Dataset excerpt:

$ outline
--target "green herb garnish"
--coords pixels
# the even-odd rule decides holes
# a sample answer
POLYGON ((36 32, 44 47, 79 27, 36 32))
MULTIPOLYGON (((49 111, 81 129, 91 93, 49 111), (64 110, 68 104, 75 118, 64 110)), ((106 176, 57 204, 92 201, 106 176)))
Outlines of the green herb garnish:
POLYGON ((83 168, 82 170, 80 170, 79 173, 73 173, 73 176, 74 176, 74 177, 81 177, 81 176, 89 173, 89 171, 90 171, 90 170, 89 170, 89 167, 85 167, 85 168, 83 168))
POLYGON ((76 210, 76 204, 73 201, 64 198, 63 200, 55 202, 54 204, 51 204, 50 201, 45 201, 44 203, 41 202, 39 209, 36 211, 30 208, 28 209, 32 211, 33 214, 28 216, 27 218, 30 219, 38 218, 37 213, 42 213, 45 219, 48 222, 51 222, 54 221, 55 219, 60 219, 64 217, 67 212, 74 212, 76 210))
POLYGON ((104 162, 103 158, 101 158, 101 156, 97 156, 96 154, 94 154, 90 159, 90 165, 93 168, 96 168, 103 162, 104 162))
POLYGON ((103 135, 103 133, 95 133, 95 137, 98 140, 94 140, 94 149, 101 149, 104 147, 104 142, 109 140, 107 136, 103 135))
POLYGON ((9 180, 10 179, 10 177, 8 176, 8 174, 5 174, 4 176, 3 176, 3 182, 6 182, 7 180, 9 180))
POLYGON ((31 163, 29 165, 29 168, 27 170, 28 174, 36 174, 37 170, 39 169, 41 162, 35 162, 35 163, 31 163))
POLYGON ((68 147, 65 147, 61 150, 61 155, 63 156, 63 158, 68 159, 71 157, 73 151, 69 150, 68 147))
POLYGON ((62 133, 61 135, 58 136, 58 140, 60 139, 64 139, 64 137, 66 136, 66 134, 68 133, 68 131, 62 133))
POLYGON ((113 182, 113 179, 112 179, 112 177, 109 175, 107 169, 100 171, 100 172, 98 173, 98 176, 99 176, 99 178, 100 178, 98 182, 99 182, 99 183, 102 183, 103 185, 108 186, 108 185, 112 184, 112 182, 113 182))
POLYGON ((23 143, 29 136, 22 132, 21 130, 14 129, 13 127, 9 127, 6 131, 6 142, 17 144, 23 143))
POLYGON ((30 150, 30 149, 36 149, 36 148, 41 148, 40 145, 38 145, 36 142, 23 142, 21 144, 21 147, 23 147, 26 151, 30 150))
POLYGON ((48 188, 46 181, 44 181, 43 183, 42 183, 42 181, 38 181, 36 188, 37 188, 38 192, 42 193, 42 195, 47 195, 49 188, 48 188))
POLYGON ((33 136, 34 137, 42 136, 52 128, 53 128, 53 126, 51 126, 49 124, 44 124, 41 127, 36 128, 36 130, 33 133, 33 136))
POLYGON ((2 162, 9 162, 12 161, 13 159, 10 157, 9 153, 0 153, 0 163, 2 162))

* **Problem description**: Copy out every line, starting with the first one and going on through the line containing "POLYGON ((83 168, 82". Add 117 to each coordinate in the answer outlines, and leave all the numbers in the other lines unchanged.

* **Complete output**:
$ outline
--target "green herb garnish"
--coords pixels
# the even-odd rule decides holes
# a sample answer
POLYGON ((36 32, 44 47, 79 27, 36 32))
MULTIPOLYGON (((49 111, 81 129, 91 93, 49 111), (64 110, 68 104, 75 118, 64 110)), ((106 176, 57 204, 92 201, 106 176)))
Outlines of the green herb garnish:
POLYGON ((200 285, 199 287, 197 287, 196 290, 190 290, 190 293, 191 293, 191 294, 198 294, 198 293, 206 290, 206 288, 207 288, 207 287, 206 287, 206 284, 202 284, 202 285, 200 285))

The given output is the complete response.